───── SELECTED TEXT ─────

Often, fields other than our own can provide great insights and outstanding tools that, when properly understood and contextually modified for use, can equip us with healthy innovative analysis and implementation techniques that profit our own work and organizations.
Renowned planner Kevin Lynch, in his iconic book Image of the City (MIT Press, Cambridge, 1960 – (read my 50th Anniversary review on “RenaissanceRules” at http://wp.me/pVUDj-4f), defined and taught the use of key elements of city form – Paths, Edges, Districts, Nodes, and Landmarks that have valuable parallel application to leadership excellence in many other fields of endeavor.
Let us first look briefly at how Lynch defined those physical elements of cities, and then apply them as a template and toolkit for leading and innovation in other fields:
- Paths: “Channels along which the observer customarily, occasionally, or potentially moves”
- Edges: “May be barriers, more or less penetrable, which close one region off from another; or they may be seams, lines along which two regions are related and joined together.”
- Districts: “Sections…recognizable as having some common, identifying character.”
- Nodes: “Strategic spots…may be primarily junctions, places of a break…, a crossing or convergence of paths, moments of shift from one structure to another, or simply concentrations, condensation of some use or physical character.”
- Landmarks: “Point references…physical objects, frequently used clues of identity and even of structure.”

───── SUPPLIED INFORMATION ─────

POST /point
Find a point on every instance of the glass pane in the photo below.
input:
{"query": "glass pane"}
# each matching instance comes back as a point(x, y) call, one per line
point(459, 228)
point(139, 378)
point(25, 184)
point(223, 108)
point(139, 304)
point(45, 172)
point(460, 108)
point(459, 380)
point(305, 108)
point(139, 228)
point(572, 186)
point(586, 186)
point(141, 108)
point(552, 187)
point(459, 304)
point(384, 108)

─────

> _TASK GOAL_
Rewrite the passage on city form and leadership from "Renowned planner Kevin" to "fields of endeavor.", swapping "iconic" for "seminal". The lines above are drawn from a separate source.

> _WRITTEN RESPONSE_
Renowned planner Kevin Lynch, in his seminal book Image of the City (MIT Press, Cambridge, 1960 – (read my 50th Anniversary review on “RenaissanceRules” at http://wp.me/pVUDj-4f), defined and taught the use of key elements of city form – Paths, Edges, Districts, Nodes, and Landmarks that have valuable parallel application to leadership excellence in many other fields of endeavor.